Find each line in the items below that contains the word "tree" and copy it out in full.

Supplied material:
+++

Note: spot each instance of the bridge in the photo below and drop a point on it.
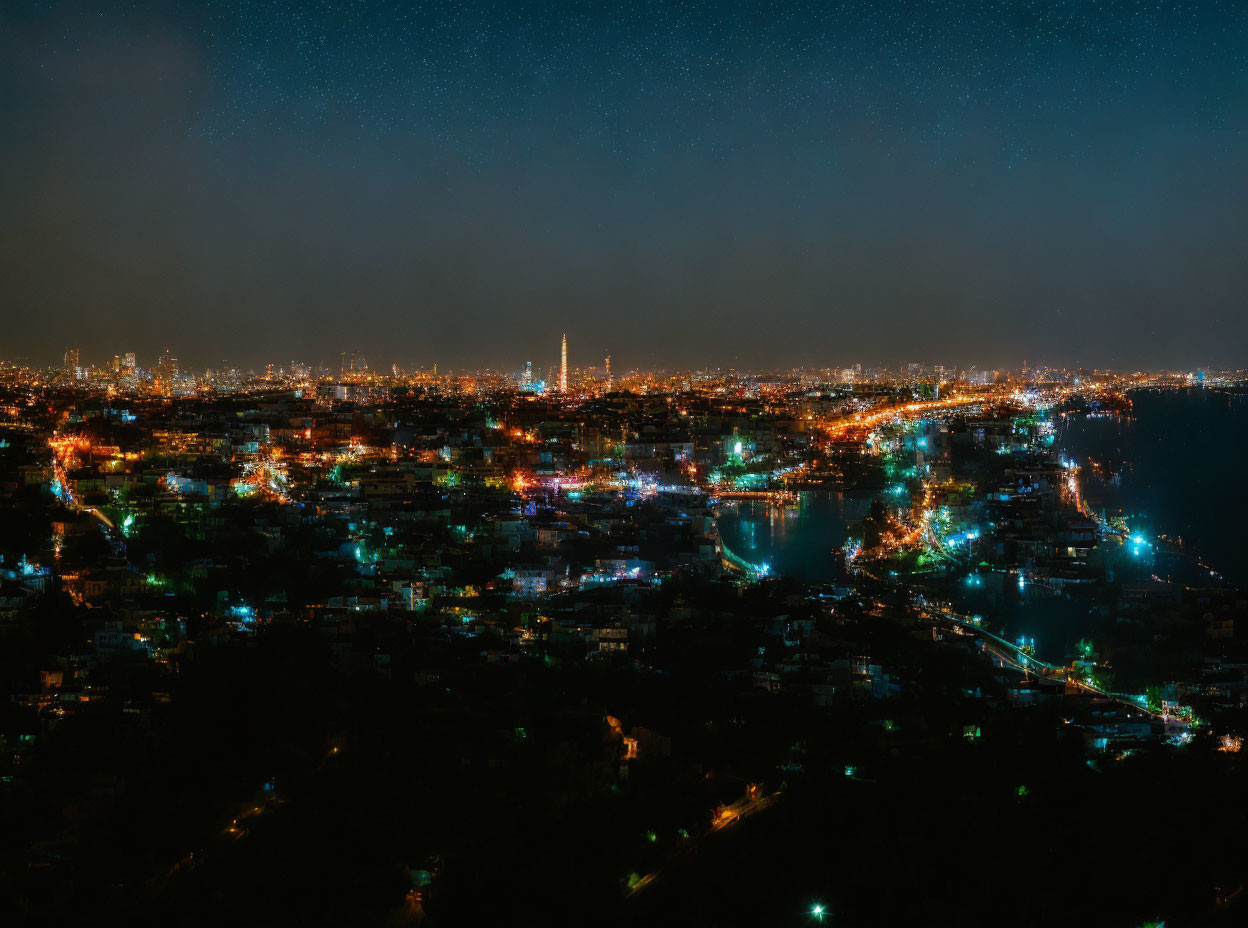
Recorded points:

+++

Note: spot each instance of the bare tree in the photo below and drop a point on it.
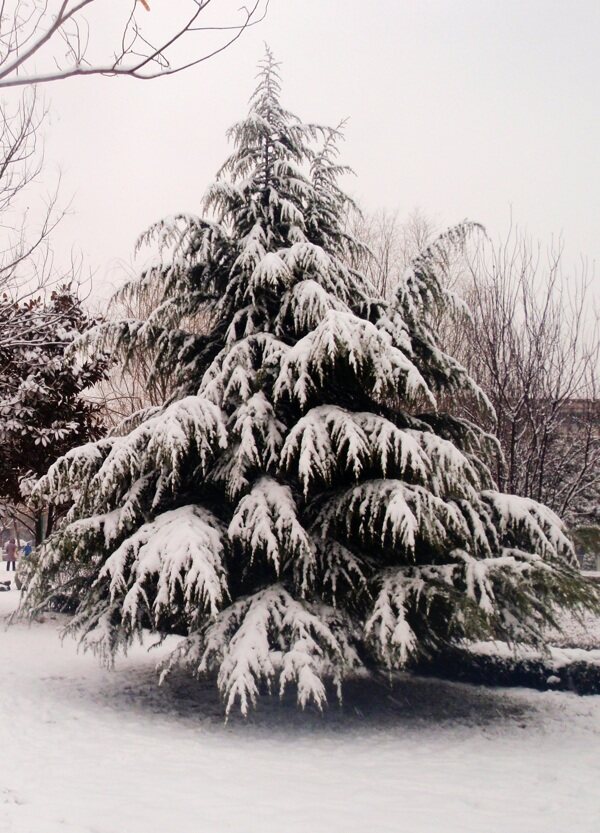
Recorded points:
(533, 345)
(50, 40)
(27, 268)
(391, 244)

+++

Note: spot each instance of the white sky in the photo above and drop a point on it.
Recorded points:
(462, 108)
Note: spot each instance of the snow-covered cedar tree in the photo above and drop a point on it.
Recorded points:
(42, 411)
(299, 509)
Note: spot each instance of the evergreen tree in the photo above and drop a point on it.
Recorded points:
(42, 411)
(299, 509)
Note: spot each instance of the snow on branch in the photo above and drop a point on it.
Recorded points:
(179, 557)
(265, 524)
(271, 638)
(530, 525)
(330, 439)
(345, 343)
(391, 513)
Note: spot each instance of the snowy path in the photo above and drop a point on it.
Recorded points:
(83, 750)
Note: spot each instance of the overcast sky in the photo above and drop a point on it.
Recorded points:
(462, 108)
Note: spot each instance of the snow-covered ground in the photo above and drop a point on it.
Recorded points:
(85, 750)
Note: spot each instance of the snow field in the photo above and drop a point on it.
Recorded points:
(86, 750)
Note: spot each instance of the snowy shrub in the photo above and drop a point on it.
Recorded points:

+++

Expected answer:
Note: spot each instance of the bare tree in the photo below and drop a point on it.
Note: spot each instance of the snow-covered cedar tree in the photo above and drop a point on it.
Note: spot each instance of the evergreen tree in the photo above and drop a point on it.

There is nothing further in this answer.